(Collected data entries)
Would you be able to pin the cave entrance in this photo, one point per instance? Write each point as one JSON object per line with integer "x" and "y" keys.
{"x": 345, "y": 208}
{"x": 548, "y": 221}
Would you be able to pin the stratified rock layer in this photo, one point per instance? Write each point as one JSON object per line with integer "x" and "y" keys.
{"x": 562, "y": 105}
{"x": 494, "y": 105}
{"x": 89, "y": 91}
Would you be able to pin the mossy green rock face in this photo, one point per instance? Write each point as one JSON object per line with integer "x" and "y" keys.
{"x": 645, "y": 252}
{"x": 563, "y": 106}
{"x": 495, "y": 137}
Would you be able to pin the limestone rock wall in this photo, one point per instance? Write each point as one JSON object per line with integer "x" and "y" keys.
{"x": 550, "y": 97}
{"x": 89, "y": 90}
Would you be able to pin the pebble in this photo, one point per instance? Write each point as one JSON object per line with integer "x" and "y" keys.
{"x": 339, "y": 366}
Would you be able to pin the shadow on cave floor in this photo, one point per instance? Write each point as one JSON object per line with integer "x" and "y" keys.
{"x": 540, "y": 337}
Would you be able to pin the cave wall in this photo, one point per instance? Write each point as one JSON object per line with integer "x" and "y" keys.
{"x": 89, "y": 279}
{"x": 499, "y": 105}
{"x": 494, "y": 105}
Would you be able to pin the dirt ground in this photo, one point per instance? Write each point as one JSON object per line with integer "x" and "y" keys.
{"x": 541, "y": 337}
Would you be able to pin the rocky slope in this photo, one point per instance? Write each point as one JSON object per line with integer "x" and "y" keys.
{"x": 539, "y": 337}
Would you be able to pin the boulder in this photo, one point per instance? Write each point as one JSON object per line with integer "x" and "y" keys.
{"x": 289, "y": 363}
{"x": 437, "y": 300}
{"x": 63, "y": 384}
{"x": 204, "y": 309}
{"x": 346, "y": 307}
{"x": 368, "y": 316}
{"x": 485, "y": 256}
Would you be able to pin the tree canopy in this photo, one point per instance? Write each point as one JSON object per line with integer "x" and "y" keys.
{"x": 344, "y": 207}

WHAT THE TASK ASKS: Every record above must appear again in the answer, unchanged.

OUTPUT:
Would you be able to pin the cave entrance in this photo, one point per instance? Write each point as one JSON object per line with integer "x" and "y" keys.
{"x": 345, "y": 208}
{"x": 548, "y": 221}
Would you be able to pin the stratified rock layer in this photo, one point per instance? Write each point as one JSON object per line with integer "x" and "y" keys.
{"x": 562, "y": 105}
{"x": 494, "y": 105}
{"x": 89, "y": 91}
Would you be able to pin the mossy green rock face in this photo, one point per instance? Write each point as one JSON object per line with integer "x" and "y" keys.
{"x": 645, "y": 252}
{"x": 563, "y": 106}
{"x": 495, "y": 137}
Would you be able to pin the limestone rock wall in this photo, one point per instance? Write each point as one JSON object per line with integer "x" and "y" keys.
{"x": 550, "y": 97}
{"x": 89, "y": 90}
Would you be able to pin the pebble in this photo, one point per instance? Write each point as one JSON object per line with integer "x" and "y" keys.
{"x": 339, "y": 366}
Would you be able to pin the shadow on cave floor in this photo, one point per instance? Write each point as one JSON object per line with integer "x" and "y" keys.
{"x": 540, "y": 337}
Would you be able to pin the cave wall in this photo, one point per instance? Write each point as one JSON object per line with integer "x" and "y" keys.
{"x": 89, "y": 279}
{"x": 499, "y": 105}
{"x": 494, "y": 105}
Would you be able to pin the dirt ground in this photo, one point per instance? Write each point as one JSON object per line with integer "x" and "y" keys.
{"x": 541, "y": 337}
Would you be able to pin the rocky slope in this photo, one point per instance? Write each point as one JSON object per line with integer "x" and "y" keys.
{"x": 539, "y": 337}
Would you be able to pin the boulder in this photo, one point per instance? Write each point as one JSON object per line with integer "x" and "y" keys.
{"x": 289, "y": 363}
{"x": 437, "y": 300}
{"x": 63, "y": 384}
{"x": 204, "y": 309}
{"x": 346, "y": 307}
{"x": 368, "y": 316}
{"x": 485, "y": 256}
Would you be able to pin the tree canopy in this photo, one point per instance? Write each point as one JSON object per line with integer "x" and "y" keys.
{"x": 344, "y": 207}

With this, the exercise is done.